#### Material for this exercise:

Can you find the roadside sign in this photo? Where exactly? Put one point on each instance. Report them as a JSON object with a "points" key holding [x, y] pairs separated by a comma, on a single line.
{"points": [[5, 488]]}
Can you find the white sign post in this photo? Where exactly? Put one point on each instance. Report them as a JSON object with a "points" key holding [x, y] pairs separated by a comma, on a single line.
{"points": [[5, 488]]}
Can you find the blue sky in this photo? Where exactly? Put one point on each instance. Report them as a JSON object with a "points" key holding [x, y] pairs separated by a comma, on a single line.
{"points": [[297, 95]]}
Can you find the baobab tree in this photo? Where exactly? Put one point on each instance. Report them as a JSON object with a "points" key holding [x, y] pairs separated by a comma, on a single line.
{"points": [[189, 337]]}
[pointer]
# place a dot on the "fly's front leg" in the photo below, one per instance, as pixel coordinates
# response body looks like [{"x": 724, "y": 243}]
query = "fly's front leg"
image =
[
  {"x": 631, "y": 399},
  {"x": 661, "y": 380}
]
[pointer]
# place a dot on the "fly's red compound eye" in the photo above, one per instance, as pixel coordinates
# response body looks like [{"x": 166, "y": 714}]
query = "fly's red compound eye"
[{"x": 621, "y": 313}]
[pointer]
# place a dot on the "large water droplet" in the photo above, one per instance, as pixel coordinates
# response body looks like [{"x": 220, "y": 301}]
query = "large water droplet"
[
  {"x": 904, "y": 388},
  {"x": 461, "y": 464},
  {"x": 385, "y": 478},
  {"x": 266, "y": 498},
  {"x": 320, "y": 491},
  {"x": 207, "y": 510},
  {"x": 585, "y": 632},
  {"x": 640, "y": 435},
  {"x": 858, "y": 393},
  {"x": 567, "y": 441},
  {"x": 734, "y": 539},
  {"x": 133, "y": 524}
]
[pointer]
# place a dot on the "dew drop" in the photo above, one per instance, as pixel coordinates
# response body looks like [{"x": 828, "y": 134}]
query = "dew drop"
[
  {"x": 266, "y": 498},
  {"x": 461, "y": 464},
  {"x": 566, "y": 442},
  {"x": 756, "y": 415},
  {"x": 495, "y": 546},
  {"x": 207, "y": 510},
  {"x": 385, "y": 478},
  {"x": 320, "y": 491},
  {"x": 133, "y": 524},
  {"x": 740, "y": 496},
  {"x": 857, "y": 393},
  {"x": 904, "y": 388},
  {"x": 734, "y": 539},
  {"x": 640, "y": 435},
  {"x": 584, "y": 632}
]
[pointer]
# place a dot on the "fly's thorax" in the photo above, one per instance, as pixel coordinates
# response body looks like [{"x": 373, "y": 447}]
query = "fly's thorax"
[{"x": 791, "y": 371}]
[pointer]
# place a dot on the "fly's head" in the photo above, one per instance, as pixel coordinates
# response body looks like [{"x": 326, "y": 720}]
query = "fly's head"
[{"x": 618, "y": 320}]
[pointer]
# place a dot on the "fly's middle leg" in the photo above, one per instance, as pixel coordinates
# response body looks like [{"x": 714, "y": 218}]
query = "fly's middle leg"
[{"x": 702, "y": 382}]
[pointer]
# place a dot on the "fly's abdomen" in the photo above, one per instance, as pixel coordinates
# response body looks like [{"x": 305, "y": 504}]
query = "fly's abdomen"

#### Written problem:
Reproduce the complete set of lines precisely as supplied.

#### Problem solution:
Can you find the roadside sign in this photo? Where exactly? Put one point on each instance. Report them as a JSON object with a "points" key holding [x, y] pairs separated by a comma, on a single line.
{"points": [[5, 488]]}
Can you find the white sign post in this photo? Where exactly? Put one point on each instance. Report them as a JSON object with a "points" key holding [x, y] pairs separated by a comma, on a single line.
{"points": [[5, 488]]}
Can you find the blue sky in this photo? Where exactly? Put one point on each instance. Report them as a JSON object with a "points" key holding [x, y] pairs separated by a comma, on a single line.
{"points": [[297, 95]]}
Can you find the baobab tree in this photo? Where exactly? Put one point on each instance. Report them as a JSON object with a "points" key holding [x, y] pairs separated by a comma, on a single line.
{"points": [[189, 337]]}
[pointer]
# place a dot on the "fly's front leg" in the photo below, one per instance, as pixel coordinates
# response body looks like [{"x": 724, "y": 243}]
query = "fly's front leg"
image =
[
  {"x": 631, "y": 399},
  {"x": 661, "y": 380}
]
[pointer]
# place a dot on the "fly's red compound eye" in the photo above, one per instance, as pixel coordinates
# response body looks like [{"x": 166, "y": 714}]
query = "fly's red compound eye"
[{"x": 621, "y": 313}]
[pointer]
# place a dot on the "large water droplet" in the photo above, one per instance, as pixel coordinates
# response body looks like [{"x": 220, "y": 301}]
query = "large water droplet"
[
  {"x": 904, "y": 388},
  {"x": 461, "y": 464},
  {"x": 385, "y": 478},
  {"x": 266, "y": 498},
  {"x": 320, "y": 491},
  {"x": 207, "y": 510},
  {"x": 585, "y": 632},
  {"x": 640, "y": 435},
  {"x": 858, "y": 393},
  {"x": 567, "y": 441},
  {"x": 734, "y": 539},
  {"x": 133, "y": 524}
]
[pointer]
# place a dot on the "dew drop" in the photo above, one per instance, as pixel coordinates
# response body looks like [{"x": 828, "y": 134}]
query = "dew drop"
[
  {"x": 266, "y": 498},
  {"x": 461, "y": 464},
  {"x": 566, "y": 442},
  {"x": 756, "y": 415},
  {"x": 495, "y": 546},
  {"x": 207, "y": 510},
  {"x": 385, "y": 478},
  {"x": 320, "y": 491},
  {"x": 133, "y": 524},
  {"x": 740, "y": 496},
  {"x": 857, "y": 393},
  {"x": 904, "y": 388},
  {"x": 734, "y": 539},
  {"x": 640, "y": 435},
  {"x": 584, "y": 632}
]
[pointer]
# place a dot on the "fly's thorax" in the photo above, one per instance, as pixel coordinates
# response body looks like [{"x": 373, "y": 447}]
query = "fly's thorax"
[{"x": 791, "y": 371}]
[pointer]
# place a dot on the "fly's head" in the photo above, one per instance, as pixel coordinates
# response body looks like [{"x": 326, "y": 720}]
query = "fly's head"
[{"x": 618, "y": 320}]
[pointer]
# place a dot on the "fly's middle leg" in the photo above, one per instance, as pixel coordinates
# response body looks like [{"x": 714, "y": 218}]
query = "fly's middle leg"
[{"x": 702, "y": 382}]
[pointer]
# place a dot on the "fly's abdomen" in the photo above, one per instance, as pixel coordinates
# response body looks like [{"x": 305, "y": 504}]
query = "fly's abdomen"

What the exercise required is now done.